→ Soal Tertulis
Tuliskan lanjutan teks tentang pengertian intelek, inteligensi, dan kognitif di bawah ini, dimulai setelah kalimat terakhirnya.

→ Teks Bacaan
*****

Menurut Mahfudin Shalahudin (1989)
dinyatakan bahwa “intelek” adalah akal budi atau inteligensi yang berarti kemampuan
untuk meletakkan hubungan-hubungan dari proses berpikir. Selanjutnya dikatakan
bahwa orang yang intelligent adalah
orang yang dapat menyelesaikan persoalan dalam tempo yang lebih singkat,
memahami masalahnya lebih cepat dan cermat, serta mampu bertindak cepat.
Istilah inteligensi, semula berasal
dari bahasa Latin “intelligere” yang
berarti menghubungkan atau menyatukan satu sama lain. Menurut William Stern,
salah seorang pelopor dalam penelitian intelegensi, mengatakan bahwa
inteligensi adalah kemampuan untuk menggunakan secara tepat segenap alat-alat
bantu dan pikiran guna menyesuaikan diri terhadap tuntutan-tuntutan baru.
Sedangkan Leis HedisonTerman berpendapat bahwa inteligensi adalah kesanggupan
untuk belajar secara abstrak (Patty F, 1982). Disini Terman membedakan antara “concrete ability” yaitu kemampuan yang
berhubungan dengan hal-hal yang bersifat konkrit dan “abstract ability” yaitu kemampuan yang berhubungan dengan hal-hal
yang bersifat abstrak. Orang dikatakan inteligen menurut Terman jika orang
tersebut mampu berpikir abstrak dengan baik.
Berdasarkan uraian diatas dapat disimpulkan
bahwa pengertian intelek tidak berbeda dengan pengertian inteligensi yang
memiliki arti kemampuan untuk melakukan abstraksi serta berpikir logis dan
cepat sehingga dapat bergerak dan menyesuaikan diri terhadap situasi baru.
Jean Piaget mendefinisikan “intellect” ialah akal budi berdasarkan
aspek-aspek kognitifnya, khususnya proses-proses berpikir yang lebih tinggi
(Bybee dan Sund, 1982).
Sedangkan
“intelligence”atau intelegensi
menurut Jean Piaget diartikan sama dengan “kecerdasan” yaitu seluruh kemampuan
berpikir dan bertindak secara adaptif termasuk kemampuan-kemampuan mental yang
kompleks seperti berpikir, mempertimbangkan, menganalisis, mensintesis,
mengevaluasi, dan menyelesaikan persoalan-persoalan. Jean Piaget mengatakan
bahwa intelegensi adalah seluruh kemungkinan koordinasi yang memberi struktur
kepada tingkah laku suatu organisme sebagai adaptasi mental terhadap situasi
baru. Dalam arti sempit,intelegensi seringkali diartikan sebagai intelegensi
operasional, termasuk pula tahapan-tahapan yang sejak dari periode sensori-motoris
sampai dengan operasional formal.
Berdasarkan uraian diatas dapat disimpulkan bahwa pengertian
kognitif adalah seluruh kemampuan berpikir dan bertindak secara adaptif
termasuk kemampuan-kemampuan mental yang kompleks seperti berpikir,
mempertimbangkan, menganalisis, mensintesis, mengevaluasi, dan menyesuikan
persoalan-persoalan. Istilah kognitif serimgkali dikenal dengan istilah
intelek, yang berarti proses berpikir, daya menghubungkan, kemampuan menilai
dan kemampuan mempertimbangkan. Kognitif dapat juga diartikan akal budi
berdasarkan aspek-aspek kognitifnya, khususnya proses-proses berpikir yang
lebih tinggi.

*****

→ Data yang Diberikan
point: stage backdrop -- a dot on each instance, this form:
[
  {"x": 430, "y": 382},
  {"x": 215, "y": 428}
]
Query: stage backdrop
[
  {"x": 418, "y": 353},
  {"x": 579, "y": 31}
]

*****

→ Jawaban Tertulis
2.2 Tahapan
Perkembangan Kognitif
Jean
Piaget membagi perkembangan kognitif menjadi empat tahapan,yaitu:
2.2.1 Tahap Sensori-Motoris
Tahap ini dialami pada usia 0-2
tahun. Pada tahap ini anak berada dalam suatu masa pertumbuhan yang ditandai
oleh kecenderungan-kecenderungan sensori-motoris yang amat jelas. Segala
perbuatan merupakan perwujudan dari proses pematangan aspek sensori-motoris
tersebut. Menurut Piaget, pada tahap ini interaksi anak dengan lingkungannya,
termasuk orang tuanya, terutama dilakukan melalui perasaan dan otot-ototnya.
Interaksi ini terutama diarahkan oleh sensasi-sensasi dari lingkungannya. Dalam
melakukan interaksi dengan lingkungannya, termasuk juga dengan orang tuanya, anak
mengembangkan kemampuannya untuk mempersepsi, melakukan sentuhan-sentuhan,
melakukan berbagai gerakan, dan secara perlahan-lahan belajar mengkoordinasikan
tindakan-tindakannya.
2.2.2
Tahap Praoperasional
Tahap ini berlangsung pada usia 2-7
tahun. Tahap ini disebut juga tahap intuisi sebab perkembangan kognitifnya
memperlihatkan kecenderungan yang ditandai oleh suasana intuitif, dalam arti
semua perbuatan rasionalnya tidak didukung oleh pemikiran tapi oleh unsur
perasaan, kecenderungan alamiah, sikap-sikap yang diperoleh dari orang-orang
bermakna dan lingkungan sekitarnya.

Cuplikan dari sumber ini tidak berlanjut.